Point annotation data
↓
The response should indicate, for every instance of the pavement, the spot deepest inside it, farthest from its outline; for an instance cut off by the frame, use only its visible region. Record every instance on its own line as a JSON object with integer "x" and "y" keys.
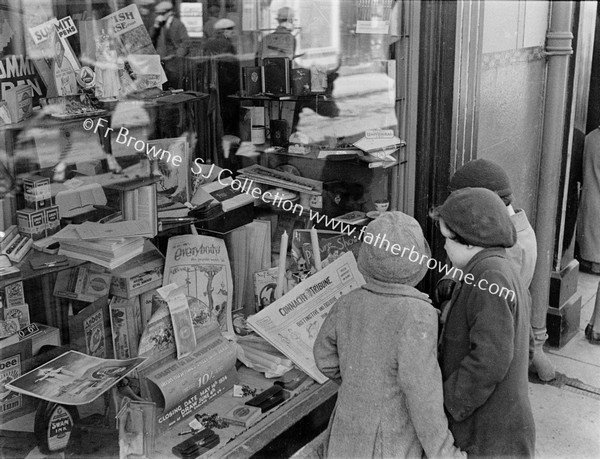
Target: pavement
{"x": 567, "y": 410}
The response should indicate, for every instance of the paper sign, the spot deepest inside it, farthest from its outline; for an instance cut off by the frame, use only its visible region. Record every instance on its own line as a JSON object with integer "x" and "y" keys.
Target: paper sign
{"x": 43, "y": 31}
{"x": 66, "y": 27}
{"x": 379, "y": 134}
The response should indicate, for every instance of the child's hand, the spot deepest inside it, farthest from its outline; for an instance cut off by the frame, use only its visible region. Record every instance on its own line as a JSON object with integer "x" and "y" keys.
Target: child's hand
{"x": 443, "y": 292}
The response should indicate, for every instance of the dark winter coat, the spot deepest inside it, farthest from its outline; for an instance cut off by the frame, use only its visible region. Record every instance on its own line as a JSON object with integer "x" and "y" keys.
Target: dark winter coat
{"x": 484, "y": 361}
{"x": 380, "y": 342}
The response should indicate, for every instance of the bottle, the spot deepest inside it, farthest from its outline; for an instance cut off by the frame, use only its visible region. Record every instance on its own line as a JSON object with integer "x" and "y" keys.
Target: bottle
↑
WHAT IS BEING ASKED: Write out every line of the data above word for word, leaving out any picture.

SOLUTION TO THIS TASK:
The response should indicate, for every instance of the pavement, the spot deepest inside it, farthest from its outline; for an instance cut off by the frame, use only its visible region. Record every instance on its own line as a JSON object with integer "x" and "y" keys.
Target: pavement
{"x": 567, "y": 410}
The response should indicate, for every instance of the paper sign, the spot deepest inside it, farthest from its outline; for an instance cut off by the frame, use only its visible region. Record every instance on its own line as a JSON object with integer "x" and "y" keys.
Target: paper sign
{"x": 43, "y": 31}
{"x": 66, "y": 27}
{"x": 379, "y": 134}
The response should indicate, for every instance of the child's hand, the spot deepest inside it, farthest from its outline; for an instance cut off by the frame, use only its visible region. Record every instance on its own line as a JSON object with integer "x" and "y" keys.
Target: child's hand
{"x": 443, "y": 292}
The response should indicate, for every instance of the dark winter coat, the spot deepest inside it, farthest from its outline; for an instance cut off by the frame, use only its visible region. Record every instance on its own line as a JSON object with integer "x" and "y" keys.
Target: dark winter coat
{"x": 484, "y": 361}
{"x": 380, "y": 342}
The response should indicate, for every instance of the bottle, the spot deepest inside it, farthest from its outline; for an instance cut off by the frame, use only its visible region. Record every instance on its own line as a JSON object with integer "x" and "y" keys.
Target: bottle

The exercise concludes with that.